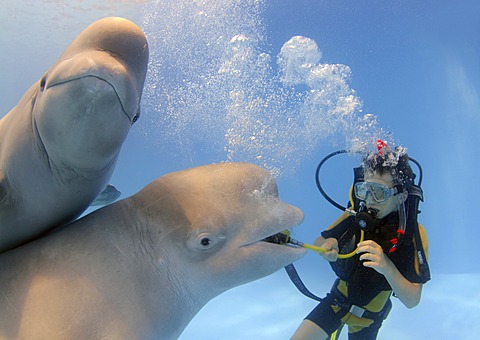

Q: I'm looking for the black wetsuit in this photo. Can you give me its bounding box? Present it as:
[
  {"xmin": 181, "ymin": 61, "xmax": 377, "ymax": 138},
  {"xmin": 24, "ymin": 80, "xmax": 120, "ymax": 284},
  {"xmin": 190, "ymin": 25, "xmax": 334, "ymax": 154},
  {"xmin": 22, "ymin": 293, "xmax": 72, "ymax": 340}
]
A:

··········

ASSIGNED TASK >>
Where a line of the material holds the word "ymin", copy that line.

COMPLETED EXERCISE >>
  {"xmin": 181, "ymin": 61, "xmax": 377, "ymax": 138},
  {"xmin": 24, "ymin": 80, "xmax": 120, "ymax": 284},
  {"xmin": 190, "ymin": 25, "xmax": 334, "ymax": 154},
  {"xmin": 22, "ymin": 293, "xmax": 72, "ymax": 340}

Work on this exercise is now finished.